Horror im Kino ist ein Suchtstoff; das zeigen nicht zuletzt die Zuschauerzahlen der Filme, die oft fast ohne Werbung und mit nur wenig Aufmerksamkeit der Kritik ihr Publikum finden. Was macht den Reiz dieser Filme aus? Die Sehnsucht nach immer stärkeren Reizen? In John Carpenters Cigarette Burns erhält ein junger Kinoprogrammierer den Auftrag, nach der Kopie eines legendären Horrorfilms zu suchen. Die Legende spricht von nur einer öffentlichen Aufführung, bei der es im Publikum zu den schlimmsten Exzessen kam. Eindringliche Warnungen begleiten den Mann bei seinen Forschungen und doch kann er die Suche nicht aufgeben. Je "schrecklicher" der Film zu sein verspricht, desto mehr möchte er ihn sehen. Dabei ist er, keine Frage, ein durch und durch normaler und sympathischer Mann.
Dieses Paradox zwischen äußerer Nettigkeit und innerem Hang vertreten die nach Turin geladenen Masters of Horror-Regisseure denn auch leibhaftig. Witzig und so kinobegeistert wie ihr Publikum präsentierten sie sich auf dem Symposion, das begleitend stattfand. Die Reihe der Masters, 13 Filme im 60-Minuten-Format, wurde allerdings fürs Fernsehen produziert und wird außer Turin wohl kaum mehr eine Kinoaufführung erleben. Dass Horror in politisch aufgeregten Zeiten besonderen Zuspruch erhalte, postulierten die Meister, und als Dario Argento, der sich als giftiger alter Mann von der Bonhommie seiner amerikanischen Kollegen Joe Dante, John Landis, Don Cascarelli und Mick Garris wohltuend abhob, zu einer Schimpftirade über die Filmindustrie mit ihren Big Budget-Produktionen anhob und insbesondere gegen den Teenie-Horror-Film wetterte, der seine minderjährigen Zuschauer zwanghaft zum Lachen bringen müsse, da pflichteten ihm - kichernd - alle bei.

- [EINTRÄGE]:
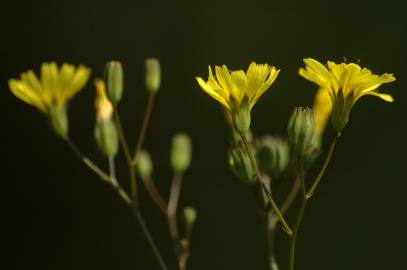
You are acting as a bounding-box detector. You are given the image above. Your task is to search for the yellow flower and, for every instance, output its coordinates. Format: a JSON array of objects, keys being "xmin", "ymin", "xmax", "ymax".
[
  {"xmin": 196, "ymin": 62, "xmax": 280, "ymax": 132},
  {"xmin": 95, "ymin": 79, "xmax": 113, "ymax": 122},
  {"xmin": 8, "ymin": 62, "xmax": 90, "ymax": 113},
  {"xmin": 299, "ymin": 58, "xmax": 396, "ymax": 132},
  {"xmin": 312, "ymin": 88, "xmax": 332, "ymax": 136}
]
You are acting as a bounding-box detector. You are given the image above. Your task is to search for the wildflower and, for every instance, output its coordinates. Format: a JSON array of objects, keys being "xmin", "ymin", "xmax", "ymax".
[
  {"xmin": 105, "ymin": 61, "xmax": 123, "ymax": 104},
  {"xmin": 95, "ymin": 79, "xmax": 119, "ymax": 158},
  {"xmin": 8, "ymin": 62, "xmax": 90, "ymax": 114},
  {"xmin": 196, "ymin": 62, "xmax": 280, "ymax": 133},
  {"xmin": 8, "ymin": 62, "xmax": 90, "ymax": 138},
  {"xmin": 299, "ymin": 58, "xmax": 396, "ymax": 132},
  {"xmin": 312, "ymin": 88, "xmax": 332, "ymax": 137}
]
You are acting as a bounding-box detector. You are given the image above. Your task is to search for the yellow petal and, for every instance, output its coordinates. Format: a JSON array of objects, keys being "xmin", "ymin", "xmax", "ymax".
[
  {"xmin": 366, "ymin": 92, "xmax": 394, "ymax": 102},
  {"xmin": 312, "ymin": 88, "xmax": 332, "ymax": 136},
  {"xmin": 252, "ymin": 67, "xmax": 280, "ymax": 105},
  {"xmin": 195, "ymin": 77, "xmax": 230, "ymax": 110},
  {"xmin": 298, "ymin": 58, "xmax": 332, "ymax": 88},
  {"xmin": 8, "ymin": 79, "xmax": 47, "ymax": 113}
]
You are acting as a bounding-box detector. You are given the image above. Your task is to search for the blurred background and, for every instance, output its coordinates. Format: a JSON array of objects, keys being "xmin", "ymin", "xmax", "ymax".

- [ARBEITSAUFTRAG]: Prüfen Sie bitte, ob diese Aussagen mit der Quelle übereinstimmen: (a) Die Masters of Horror-Reihe wurde fürs Kino produziert. (b) Laut Legende wurde der gesuchte Horrorfilm in Cigarette Burns nur einmal öffentlich aufgeführt. (c) Dario Argento wetterte vor allem gegen den Teenie-Horror-Film. Antworten Sie jeweils mit Ja oder Nein und zitieren Sie die entscheidenden Worte der Quelle wörtlich.

- [SCHRIFTLICHE ANTWORT]:
(a) Nein: „wurde allerdings fürs Fernsehen produziert“
(b) Ja: „Die Legende spricht von nur einer öffentlichen Aufführung“
(c) Ja: „insbesondere gegen den Teenie-Horror-Film wetterte“